> _What the exercise asks_
Continue the online forum thread about pop music from the point where it ends.

> _Text provided_
------------

[identity profile] byebyepride.livejournal.com posting in [community profile] poptimists
...have been listening to Neil Young.

Does anyone have a more shameful confession?

Date: 2006-08-07 02:00 pm (UTC)
From: [identity profile] pink-weasel.livejournal.com
I listen to Cliff Richard for a couple of hours every day. Other people think I should be embarassed about this but he's great!

And how can you say pop is bad when there's Hilary Duff AND Girl's Aloud?

Date: 2006-08-07 02:10 pm (UTC)
From: [identity profile] alexmacpherson.livejournal.com
Hilarity is AMAZING, search 'The Math' and 'Beat Of My Heart' and 'Come Clean' immediately!

Date: 2006-08-07 02:19 pm (UTC)
From: [identity profile] alexmacpherson.livejournal.com
I have been trying to explain on the teenpop thread why I hate having to crate-dig for pop - it makes me feel really wrong. I want my pop UBIQUITOUS.

Date: 2006-08-07 02:25 pm (UTC)
From: [identity profile] alexmacpherson.livejournal.com
YES I KNOW! And, like, I don't care if obscuro Estonian pop or Fefe Dobson album track is any good - one of the best things about consuming pop is the knowledge that everyone everywhere knows it, can sing along to it, that it's a communal experience despite its non-sceneness.

No one seems to understand though, the teenpop thread is all "check out increasingly obscure myspace x" or "scour youtube for y".

Date: 2006-08-07 02:33 pm (UTC)

------------

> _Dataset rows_
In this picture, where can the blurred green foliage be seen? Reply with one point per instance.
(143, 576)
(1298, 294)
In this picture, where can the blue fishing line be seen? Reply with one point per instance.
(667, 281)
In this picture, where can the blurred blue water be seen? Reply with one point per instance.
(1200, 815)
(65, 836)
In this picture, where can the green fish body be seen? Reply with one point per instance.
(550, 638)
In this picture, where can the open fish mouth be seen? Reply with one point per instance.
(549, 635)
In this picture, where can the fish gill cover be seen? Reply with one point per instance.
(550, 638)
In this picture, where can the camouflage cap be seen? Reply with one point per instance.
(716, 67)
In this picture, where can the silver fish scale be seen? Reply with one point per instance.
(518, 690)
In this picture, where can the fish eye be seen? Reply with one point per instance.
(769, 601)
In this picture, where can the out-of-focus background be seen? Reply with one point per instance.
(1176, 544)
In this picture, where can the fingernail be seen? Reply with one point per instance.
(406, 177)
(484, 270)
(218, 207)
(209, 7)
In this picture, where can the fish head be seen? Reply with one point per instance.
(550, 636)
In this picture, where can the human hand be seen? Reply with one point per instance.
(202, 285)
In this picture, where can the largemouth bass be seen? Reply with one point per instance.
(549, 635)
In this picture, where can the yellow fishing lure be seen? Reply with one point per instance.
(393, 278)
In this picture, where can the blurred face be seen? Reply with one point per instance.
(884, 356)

------------

> _The output_
From: [identity profile] freakytigger.livejournal.com
I recall one [livejournal.com profile] byebyepride dissing me when I invoked the communal experience claim on an FT Sugababes article. I think he was probably right. Networking/myspace/youtube/profile sites etc. have surely replaced the communal for an ever-increasing segment of pop's core audience.

Date: 2006-08-07 02:34 pm (UTC)
From: [identity profile] freakytigger.livejournal.com
i.e. EVERYONE is indie now! (There's no more pop but no more indie-as-opposite-of-pop either)

Date: 2006-08-07 02:37 pm (UTC)
From: [identity profile] alexmacpherson.livejournal.com
That communal experience claim is one which has really stuck with me! I wouldn't claim it's an essential for great pop but it's a really great feeling.

It's less the communality of it than the effort involved which repels me - maybe if I had home internet I wouldn't feel this as much. I suspect [livejournal.com profile] dubdobdee was totally otm when he made his laziness claim last week - though I think eg dancing all night isn't effort at all.

Date: 2006-08-07 02:41 pm (UTC)
From: [identity profile] freakytigger.livejournal.com
I think for poptimists of a certain age (over 20 probably) the desire for a vanished communal can be pretty strong (it's constantly a devil on my shoulder writing Popular, for instance). This is also what motivates 60s nostalgia too though.

Maybe the new paradigm is

pop - sharing knowledge
indie - guarding knowledge

i.e. it's in yr attitude to networking and finding things.

Date: 2006-08-07 02:57 pm (UTC)
From: [identity profile] alexmacpherson.livejournal.com
But surely even indieists share knowledge with each other, rare b-sides and all of that malarkey.

I don't know how accurate my intuitive paradigm of "pop = when listening you imagine that the best setting for Song X is with other people, indie = when listening you imagine that the best setting for Song X is in your bedroom" is.

Date: 2006-08-07 03:04 pm (UTC)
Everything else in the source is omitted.